Records for this task:
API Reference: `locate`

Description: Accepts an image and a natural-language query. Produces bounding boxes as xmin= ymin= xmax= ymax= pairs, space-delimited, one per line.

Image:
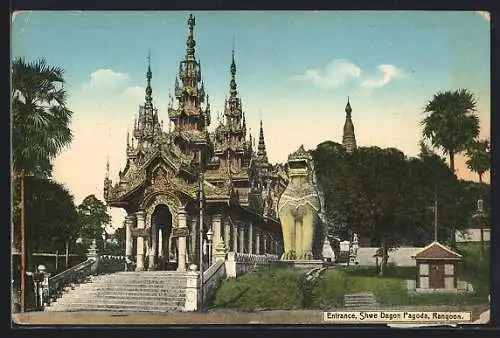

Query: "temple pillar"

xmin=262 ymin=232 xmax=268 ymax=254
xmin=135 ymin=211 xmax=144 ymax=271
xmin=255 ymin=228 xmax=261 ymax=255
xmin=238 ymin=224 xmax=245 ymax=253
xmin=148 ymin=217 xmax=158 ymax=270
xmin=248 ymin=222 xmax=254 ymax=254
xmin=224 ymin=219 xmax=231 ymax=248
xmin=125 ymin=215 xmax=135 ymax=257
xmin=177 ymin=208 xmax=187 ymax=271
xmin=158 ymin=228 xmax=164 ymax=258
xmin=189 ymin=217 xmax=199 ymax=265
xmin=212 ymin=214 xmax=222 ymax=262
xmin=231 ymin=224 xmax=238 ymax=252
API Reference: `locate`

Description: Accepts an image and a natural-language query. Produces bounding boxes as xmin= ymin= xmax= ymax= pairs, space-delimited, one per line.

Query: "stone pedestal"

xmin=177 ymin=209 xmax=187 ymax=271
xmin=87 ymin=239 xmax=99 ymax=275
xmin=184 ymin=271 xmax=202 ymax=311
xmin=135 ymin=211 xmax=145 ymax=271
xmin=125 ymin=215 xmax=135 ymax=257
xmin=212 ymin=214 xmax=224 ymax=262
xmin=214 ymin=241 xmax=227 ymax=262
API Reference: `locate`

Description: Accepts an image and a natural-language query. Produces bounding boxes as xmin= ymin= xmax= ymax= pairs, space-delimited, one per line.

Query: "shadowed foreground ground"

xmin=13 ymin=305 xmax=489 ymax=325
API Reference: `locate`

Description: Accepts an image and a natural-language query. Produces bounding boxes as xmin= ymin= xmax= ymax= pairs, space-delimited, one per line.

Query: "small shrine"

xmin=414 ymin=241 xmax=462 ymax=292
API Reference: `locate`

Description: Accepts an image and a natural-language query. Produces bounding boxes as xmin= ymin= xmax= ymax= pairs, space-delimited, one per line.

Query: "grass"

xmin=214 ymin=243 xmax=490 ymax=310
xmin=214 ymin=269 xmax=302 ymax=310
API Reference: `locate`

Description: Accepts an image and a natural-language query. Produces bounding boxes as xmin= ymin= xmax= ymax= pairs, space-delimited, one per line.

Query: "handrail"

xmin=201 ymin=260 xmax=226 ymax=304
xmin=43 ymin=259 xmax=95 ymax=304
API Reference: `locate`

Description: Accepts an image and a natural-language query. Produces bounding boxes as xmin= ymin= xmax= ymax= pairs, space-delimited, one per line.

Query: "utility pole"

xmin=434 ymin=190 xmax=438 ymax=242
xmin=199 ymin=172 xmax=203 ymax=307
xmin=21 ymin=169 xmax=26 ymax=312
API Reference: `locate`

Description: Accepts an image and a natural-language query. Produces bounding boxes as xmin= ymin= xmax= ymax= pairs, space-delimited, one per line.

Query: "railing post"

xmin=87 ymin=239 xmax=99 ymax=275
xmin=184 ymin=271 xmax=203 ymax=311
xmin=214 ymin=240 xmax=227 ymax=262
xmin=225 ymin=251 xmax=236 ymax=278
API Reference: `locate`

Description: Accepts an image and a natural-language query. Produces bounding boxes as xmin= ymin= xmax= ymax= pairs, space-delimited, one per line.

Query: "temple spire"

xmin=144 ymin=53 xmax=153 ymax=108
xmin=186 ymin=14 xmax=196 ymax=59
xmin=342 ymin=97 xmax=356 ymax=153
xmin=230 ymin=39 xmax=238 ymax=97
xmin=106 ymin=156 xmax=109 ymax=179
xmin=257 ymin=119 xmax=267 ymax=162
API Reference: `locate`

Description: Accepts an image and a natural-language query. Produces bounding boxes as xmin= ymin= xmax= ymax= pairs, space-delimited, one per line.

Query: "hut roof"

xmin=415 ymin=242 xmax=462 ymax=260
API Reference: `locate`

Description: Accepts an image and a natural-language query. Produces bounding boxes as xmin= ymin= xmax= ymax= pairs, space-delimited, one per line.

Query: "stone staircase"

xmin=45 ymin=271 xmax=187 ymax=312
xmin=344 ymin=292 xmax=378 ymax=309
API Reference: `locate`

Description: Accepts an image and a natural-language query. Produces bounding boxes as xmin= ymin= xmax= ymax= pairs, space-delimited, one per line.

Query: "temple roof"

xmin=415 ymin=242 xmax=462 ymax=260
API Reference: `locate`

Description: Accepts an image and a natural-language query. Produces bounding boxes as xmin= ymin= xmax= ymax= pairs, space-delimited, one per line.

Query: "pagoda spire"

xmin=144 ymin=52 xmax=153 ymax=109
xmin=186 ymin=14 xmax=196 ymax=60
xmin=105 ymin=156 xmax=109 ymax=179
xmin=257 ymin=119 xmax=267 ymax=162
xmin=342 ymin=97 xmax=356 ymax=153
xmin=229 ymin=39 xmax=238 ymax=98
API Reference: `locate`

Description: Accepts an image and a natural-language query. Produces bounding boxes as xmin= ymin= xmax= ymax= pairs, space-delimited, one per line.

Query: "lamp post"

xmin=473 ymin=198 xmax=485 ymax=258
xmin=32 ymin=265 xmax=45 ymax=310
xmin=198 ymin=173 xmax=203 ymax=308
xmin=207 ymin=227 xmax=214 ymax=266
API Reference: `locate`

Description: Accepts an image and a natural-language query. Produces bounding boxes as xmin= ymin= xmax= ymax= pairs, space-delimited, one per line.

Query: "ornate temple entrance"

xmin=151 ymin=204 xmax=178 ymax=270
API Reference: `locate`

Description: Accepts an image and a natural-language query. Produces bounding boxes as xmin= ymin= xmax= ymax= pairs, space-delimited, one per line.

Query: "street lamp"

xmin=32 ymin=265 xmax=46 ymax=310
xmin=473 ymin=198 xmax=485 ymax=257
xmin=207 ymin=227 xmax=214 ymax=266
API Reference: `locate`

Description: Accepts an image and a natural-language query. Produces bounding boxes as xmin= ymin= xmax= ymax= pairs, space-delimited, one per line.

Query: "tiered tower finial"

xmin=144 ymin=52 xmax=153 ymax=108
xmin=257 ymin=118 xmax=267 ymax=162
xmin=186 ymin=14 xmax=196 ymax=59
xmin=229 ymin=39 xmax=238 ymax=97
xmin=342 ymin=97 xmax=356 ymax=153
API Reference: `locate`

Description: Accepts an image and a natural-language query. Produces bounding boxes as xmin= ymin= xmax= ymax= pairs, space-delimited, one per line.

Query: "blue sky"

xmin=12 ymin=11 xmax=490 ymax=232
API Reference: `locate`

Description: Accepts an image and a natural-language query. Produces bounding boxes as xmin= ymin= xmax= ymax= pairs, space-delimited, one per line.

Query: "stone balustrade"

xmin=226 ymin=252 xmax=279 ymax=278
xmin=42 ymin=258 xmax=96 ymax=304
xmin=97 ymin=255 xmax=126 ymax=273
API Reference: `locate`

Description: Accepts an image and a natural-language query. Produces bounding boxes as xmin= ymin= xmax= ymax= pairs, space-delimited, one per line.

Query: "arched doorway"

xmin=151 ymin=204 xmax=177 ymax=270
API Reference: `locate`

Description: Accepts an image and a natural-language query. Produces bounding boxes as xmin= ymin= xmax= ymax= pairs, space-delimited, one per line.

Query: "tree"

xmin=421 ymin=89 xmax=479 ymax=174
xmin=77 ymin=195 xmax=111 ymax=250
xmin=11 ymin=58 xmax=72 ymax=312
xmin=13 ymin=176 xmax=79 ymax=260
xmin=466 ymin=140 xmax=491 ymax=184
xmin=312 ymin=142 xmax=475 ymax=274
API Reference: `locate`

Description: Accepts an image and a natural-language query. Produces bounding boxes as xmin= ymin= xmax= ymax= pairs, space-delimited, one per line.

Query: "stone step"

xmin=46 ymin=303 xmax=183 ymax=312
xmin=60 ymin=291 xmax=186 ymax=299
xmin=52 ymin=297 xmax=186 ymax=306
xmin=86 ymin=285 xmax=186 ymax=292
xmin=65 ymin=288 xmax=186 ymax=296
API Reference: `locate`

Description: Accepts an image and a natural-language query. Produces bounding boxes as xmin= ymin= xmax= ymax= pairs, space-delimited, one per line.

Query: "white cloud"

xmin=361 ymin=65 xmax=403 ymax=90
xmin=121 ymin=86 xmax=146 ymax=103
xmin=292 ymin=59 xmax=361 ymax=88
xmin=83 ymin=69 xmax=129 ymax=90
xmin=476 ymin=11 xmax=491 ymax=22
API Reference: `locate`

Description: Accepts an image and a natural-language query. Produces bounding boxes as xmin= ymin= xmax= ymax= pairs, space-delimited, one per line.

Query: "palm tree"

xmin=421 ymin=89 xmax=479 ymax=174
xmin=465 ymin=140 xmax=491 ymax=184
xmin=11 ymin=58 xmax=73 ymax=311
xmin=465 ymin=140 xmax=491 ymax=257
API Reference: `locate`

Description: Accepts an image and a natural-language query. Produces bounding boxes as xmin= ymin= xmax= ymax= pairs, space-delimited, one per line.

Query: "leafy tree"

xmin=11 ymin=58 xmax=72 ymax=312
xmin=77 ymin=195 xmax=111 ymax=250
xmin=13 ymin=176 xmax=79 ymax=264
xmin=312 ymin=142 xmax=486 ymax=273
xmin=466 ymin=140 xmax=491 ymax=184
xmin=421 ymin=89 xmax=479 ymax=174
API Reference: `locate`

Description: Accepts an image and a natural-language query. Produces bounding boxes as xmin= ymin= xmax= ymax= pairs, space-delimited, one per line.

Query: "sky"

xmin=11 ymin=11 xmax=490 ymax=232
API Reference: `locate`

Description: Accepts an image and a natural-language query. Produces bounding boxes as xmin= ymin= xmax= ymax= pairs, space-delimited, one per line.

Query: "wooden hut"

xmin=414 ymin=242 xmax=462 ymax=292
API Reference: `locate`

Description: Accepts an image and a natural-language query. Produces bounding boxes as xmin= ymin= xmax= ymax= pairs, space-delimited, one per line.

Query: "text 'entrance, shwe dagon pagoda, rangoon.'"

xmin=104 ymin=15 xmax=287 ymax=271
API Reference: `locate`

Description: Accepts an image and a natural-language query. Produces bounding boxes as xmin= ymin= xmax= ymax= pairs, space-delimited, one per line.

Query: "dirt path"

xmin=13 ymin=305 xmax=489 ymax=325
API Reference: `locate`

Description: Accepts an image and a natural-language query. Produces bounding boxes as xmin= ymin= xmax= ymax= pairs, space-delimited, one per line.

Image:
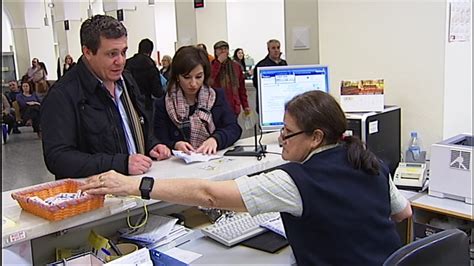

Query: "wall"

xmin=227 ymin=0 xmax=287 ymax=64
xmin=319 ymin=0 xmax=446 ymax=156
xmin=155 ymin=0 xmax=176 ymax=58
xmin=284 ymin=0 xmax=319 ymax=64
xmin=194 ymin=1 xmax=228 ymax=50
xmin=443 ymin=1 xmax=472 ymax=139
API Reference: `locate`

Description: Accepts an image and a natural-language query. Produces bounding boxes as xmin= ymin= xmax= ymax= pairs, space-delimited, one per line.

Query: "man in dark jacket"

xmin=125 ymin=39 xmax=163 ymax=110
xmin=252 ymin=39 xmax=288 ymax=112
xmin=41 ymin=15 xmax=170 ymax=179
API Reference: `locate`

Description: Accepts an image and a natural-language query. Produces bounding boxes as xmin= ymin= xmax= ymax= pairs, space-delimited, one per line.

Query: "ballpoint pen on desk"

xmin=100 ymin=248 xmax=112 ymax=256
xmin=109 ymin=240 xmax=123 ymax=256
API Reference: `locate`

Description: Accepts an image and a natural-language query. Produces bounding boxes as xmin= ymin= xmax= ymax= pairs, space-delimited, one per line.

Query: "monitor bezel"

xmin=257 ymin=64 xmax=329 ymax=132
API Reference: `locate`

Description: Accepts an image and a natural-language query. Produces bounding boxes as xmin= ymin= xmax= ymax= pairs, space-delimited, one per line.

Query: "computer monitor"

Task details: List every line of the data above that contains the string "spire".

Expected output:
Query: "temple spire"
Query: "pagoda spire"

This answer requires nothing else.